→ **Text**
################
Saturday, May 11, 2013

Tucker the Turtle Helps Children with Self-Regulation of Emotions:

Hi!  I posted this on my Comfort and Joy Childcare blog this morning and decided to also put it on here just in case you guys might enjoy it. 

"Tucker the Turtle Helps Children 
with Self-Regulation of Emotions"

Now back in the classroom after eight years out of it,  I have been busy learning about what is new since I left.  I spent the first weekend in May attending at NAEYC convention in Bend, Oregon and received a kick-start on teaching tools and ideas.
Tucker the Turtle is a big deal right now, teaching children how to stop before reacting by taking three deep breaths, going into their shell, and thinking of options other than lashing out at their friends.  Once thinking of another option, the kids learn to ask themselves, "Is it kind?  Is it safe?  How will it make other people feel?"
 



I went online to find out more, made myself a notebook by printing off what I found.  I also went to the local toy store and bought some turtles, and then assembled a basket that is all ready to use during circle time.
################
→ **Information supplied**
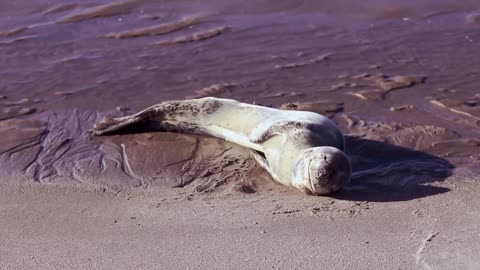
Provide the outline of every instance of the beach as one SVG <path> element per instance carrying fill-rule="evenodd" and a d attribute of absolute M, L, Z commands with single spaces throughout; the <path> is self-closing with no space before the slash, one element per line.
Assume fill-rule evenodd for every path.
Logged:
<path fill-rule="evenodd" d="M 2 269 L 478 269 L 476 1 L 0 2 Z M 321 113 L 344 190 L 206 136 L 92 136 L 215 96 Z"/>

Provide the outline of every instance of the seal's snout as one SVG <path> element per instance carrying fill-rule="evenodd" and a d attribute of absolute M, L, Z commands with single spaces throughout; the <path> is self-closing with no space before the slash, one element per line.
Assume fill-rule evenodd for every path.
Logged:
<path fill-rule="evenodd" d="M 350 182 L 350 160 L 337 148 L 315 147 L 306 151 L 304 185 L 314 195 L 339 191 Z"/>

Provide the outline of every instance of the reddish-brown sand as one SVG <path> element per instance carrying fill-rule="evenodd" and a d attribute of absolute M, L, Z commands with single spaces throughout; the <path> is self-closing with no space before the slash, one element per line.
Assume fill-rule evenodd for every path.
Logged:
<path fill-rule="evenodd" d="M 479 269 L 478 10 L 0 1 L 0 268 Z M 87 133 L 202 96 L 327 115 L 352 183 L 306 196 L 215 138 Z"/>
################
→ **Exercise**
Please rewrite the paragraph of the Tucker the Turtle post that begins "Tucker the Turtle is a big deal right now" as a short bulleted list that keeps its main facts.

→ **Reply to the task**
- Tucker the Turtle is currently popular.
- It teaches children to stop before reacting: take three deep breaths, go into their shell, and think of options other than lashing out at friends.
- After thinking of another option, children ask themselves: "Is it kind? Is it safe? How will it make other people feel?"